» **Aim**
Quote the whole listing word for word, please.

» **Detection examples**

+ + + + + + +

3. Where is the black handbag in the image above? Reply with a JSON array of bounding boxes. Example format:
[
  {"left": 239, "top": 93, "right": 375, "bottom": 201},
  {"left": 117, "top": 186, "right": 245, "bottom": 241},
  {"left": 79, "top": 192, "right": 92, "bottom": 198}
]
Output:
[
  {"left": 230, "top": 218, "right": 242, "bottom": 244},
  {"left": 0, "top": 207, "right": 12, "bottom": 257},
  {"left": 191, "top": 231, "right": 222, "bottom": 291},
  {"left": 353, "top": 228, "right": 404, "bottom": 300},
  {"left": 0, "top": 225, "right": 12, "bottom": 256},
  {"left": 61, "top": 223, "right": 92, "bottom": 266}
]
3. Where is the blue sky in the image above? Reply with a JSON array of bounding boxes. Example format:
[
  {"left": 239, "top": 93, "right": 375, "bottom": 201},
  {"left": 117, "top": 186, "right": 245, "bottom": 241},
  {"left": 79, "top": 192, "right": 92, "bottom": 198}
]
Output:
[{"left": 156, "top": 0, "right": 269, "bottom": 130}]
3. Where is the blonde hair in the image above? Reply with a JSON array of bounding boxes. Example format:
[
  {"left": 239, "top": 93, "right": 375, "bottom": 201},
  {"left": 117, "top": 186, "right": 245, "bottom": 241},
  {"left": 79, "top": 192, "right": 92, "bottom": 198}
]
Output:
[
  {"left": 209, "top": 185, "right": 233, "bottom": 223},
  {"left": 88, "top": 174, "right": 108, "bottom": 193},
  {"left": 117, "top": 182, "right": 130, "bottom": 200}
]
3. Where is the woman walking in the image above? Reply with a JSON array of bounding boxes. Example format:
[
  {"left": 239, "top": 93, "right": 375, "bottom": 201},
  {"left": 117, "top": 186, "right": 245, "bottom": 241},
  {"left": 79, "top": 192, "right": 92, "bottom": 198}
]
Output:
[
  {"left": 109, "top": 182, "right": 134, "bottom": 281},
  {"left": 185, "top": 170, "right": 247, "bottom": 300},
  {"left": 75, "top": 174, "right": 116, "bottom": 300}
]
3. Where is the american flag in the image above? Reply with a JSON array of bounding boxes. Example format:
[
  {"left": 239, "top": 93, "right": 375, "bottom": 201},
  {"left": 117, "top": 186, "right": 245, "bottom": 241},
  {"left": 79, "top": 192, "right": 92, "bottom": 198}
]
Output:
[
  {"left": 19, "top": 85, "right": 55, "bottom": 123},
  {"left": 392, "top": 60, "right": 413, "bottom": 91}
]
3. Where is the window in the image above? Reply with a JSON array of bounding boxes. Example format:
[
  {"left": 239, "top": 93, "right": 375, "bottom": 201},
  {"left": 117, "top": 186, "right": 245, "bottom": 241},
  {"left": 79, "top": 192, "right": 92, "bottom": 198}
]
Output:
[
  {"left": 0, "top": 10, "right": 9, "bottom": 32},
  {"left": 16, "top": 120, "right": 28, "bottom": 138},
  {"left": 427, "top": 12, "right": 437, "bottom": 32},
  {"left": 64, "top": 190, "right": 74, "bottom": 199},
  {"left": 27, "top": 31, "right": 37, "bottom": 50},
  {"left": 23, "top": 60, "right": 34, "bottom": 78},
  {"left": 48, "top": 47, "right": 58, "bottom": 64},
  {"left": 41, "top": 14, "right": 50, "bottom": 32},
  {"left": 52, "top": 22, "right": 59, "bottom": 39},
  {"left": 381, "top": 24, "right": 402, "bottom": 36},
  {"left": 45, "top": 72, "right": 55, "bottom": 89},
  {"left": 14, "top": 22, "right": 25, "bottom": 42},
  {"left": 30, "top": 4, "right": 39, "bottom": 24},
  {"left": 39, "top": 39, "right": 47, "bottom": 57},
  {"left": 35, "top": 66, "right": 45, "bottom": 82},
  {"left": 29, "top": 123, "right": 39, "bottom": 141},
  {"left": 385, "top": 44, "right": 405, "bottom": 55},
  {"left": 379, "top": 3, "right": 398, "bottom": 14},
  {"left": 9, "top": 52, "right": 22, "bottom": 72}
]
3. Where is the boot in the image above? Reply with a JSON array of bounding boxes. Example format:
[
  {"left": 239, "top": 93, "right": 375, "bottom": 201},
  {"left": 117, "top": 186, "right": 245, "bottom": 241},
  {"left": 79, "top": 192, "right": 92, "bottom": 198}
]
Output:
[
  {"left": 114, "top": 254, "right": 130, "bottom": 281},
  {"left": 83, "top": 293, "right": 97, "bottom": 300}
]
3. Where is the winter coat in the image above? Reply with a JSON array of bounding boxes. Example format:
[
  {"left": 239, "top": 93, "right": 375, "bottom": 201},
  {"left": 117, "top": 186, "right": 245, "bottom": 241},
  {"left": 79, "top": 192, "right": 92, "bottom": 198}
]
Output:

+ + + + + + +

» **Solved exercise**
3. Where is the black handbag in the image above? Reply with a JSON array of bounding boxes. Example format:
[
  {"left": 239, "top": 93, "right": 375, "bottom": 201},
  {"left": 117, "top": 186, "right": 245, "bottom": 241},
  {"left": 79, "top": 192, "right": 92, "bottom": 198}
]
Output:
[
  {"left": 230, "top": 218, "right": 242, "bottom": 244},
  {"left": 0, "top": 207, "right": 12, "bottom": 257},
  {"left": 191, "top": 231, "right": 222, "bottom": 291},
  {"left": 353, "top": 228, "right": 404, "bottom": 300},
  {"left": 0, "top": 225, "right": 12, "bottom": 256},
  {"left": 61, "top": 223, "right": 92, "bottom": 266}
]
3. Where is the blue sky in the image above? Reply with a JSON array of bounding boxes. Example format:
[
  {"left": 239, "top": 93, "right": 375, "bottom": 201},
  {"left": 117, "top": 186, "right": 245, "bottom": 241},
  {"left": 79, "top": 192, "right": 92, "bottom": 198}
]
Output:
[{"left": 156, "top": 0, "right": 269, "bottom": 130}]
3. Where is the blonde hair in the image above? Reply with a JSON array of bounding boxes. Example format:
[
  {"left": 239, "top": 93, "right": 375, "bottom": 201},
  {"left": 117, "top": 186, "right": 245, "bottom": 241},
  {"left": 79, "top": 192, "right": 92, "bottom": 198}
]
Output:
[
  {"left": 209, "top": 185, "right": 233, "bottom": 223},
  {"left": 88, "top": 174, "right": 108, "bottom": 193},
  {"left": 117, "top": 182, "right": 130, "bottom": 200}
]
3. Where is the woman walking in the image above? Reply with a JSON array of bounding boxes. Example format:
[
  {"left": 239, "top": 93, "right": 375, "bottom": 201},
  {"left": 117, "top": 186, "right": 245, "bottom": 241},
  {"left": 79, "top": 192, "right": 92, "bottom": 198}
]
Output:
[
  {"left": 109, "top": 182, "right": 134, "bottom": 281},
  {"left": 185, "top": 170, "right": 247, "bottom": 300},
  {"left": 75, "top": 174, "right": 116, "bottom": 300}
]
3. Where is the american flag in the image above? Reply with a JSON array of bounding boxes. Example format:
[
  {"left": 239, "top": 93, "right": 375, "bottom": 201},
  {"left": 117, "top": 186, "right": 245, "bottom": 241},
  {"left": 79, "top": 192, "right": 92, "bottom": 198}
]
Output:
[
  {"left": 19, "top": 85, "right": 55, "bottom": 123},
  {"left": 392, "top": 60, "right": 413, "bottom": 91}
]
3. Where is the window in the image above? Reply with a JSON array of bounding boxes. Example format:
[
  {"left": 239, "top": 93, "right": 375, "bottom": 201},
  {"left": 117, "top": 186, "right": 245, "bottom": 241},
  {"left": 79, "top": 192, "right": 92, "bottom": 198}
]
Output:
[
  {"left": 0, "top": 10, "right": 9, "bottom": 32},
  {"left": 16, "top": 120, "right": 28, "bottom": 138},
  {"left": 427, "top": 12, "right": 437, "bottom": 32},
  {"left": 64, "top": 190, "right": 74, "bottom": 199},
  {"left": 27, "top": 31, "right": 37, "bottom": 50},
  {"left": 23, "top": 60, "right": 34, "bottom": 78},
  {"left": 48, "top": 47, "right": 58, "bottom": 64},
  {"left": 41, "top": 14, "right": 50, "bottom": 32},
  {"left": 52, "top": 22, "right": 59, "bottom": 39},
  {"left": 381, "top": 24, "right": 402, "bottom": 36},
  {"left": 45, "top": 72, "right": 55, "bottom": 89},
  {"left": 14, "top": 22, "right": 25, "bottom": 42},
  {"left": 30, "top": 4, "right": 39, "bottom": 24},
  {"left": 39, "top": 39, "right": 47, "bottom": 57},
  {"left": 35, "top": 66, "right": 45, "bottom": 82},
  {"left": 29, "top": 123, "right": 39, "bottom": 141},
  {"left": 385, "top": 44, "right": 405, "bottom": 55},
  {"left": 379, "top": 3, "right": 398, "bottom": 14},
  {"left": 9, "top": 52, "right": 22, "bottom": 72}
]
3. Where is the boot in the image above? Reply with a JSON array of bounding boxes. Example format:
[
  {"left": 239, "top": 93, "right": 375, "bottom": 201},
  {"left": 117, "top": 186, "right": 245, "bottom": 241},
  {"left": 79, "top": 192, "right": 92, "bottom": 198}
]
Output:
[
  {"left": 114, "top": 254, "right": 130, "bottom": 281},
  {"left": 83, "top": 293, "right": 97, "bottom": 300}
]
3. Where is the winter coat in the image above? Reply with a JSON array of bounding boxes. Example format:
[
  {"left": 239, "top": 93, "right": 375, "bottom": 201},
  {"left": 117, "top": 186, "right": 245, "bottom": 241},
  {"left": 79, "top": 192, "right": 92, "bottom": 198}
]
Output:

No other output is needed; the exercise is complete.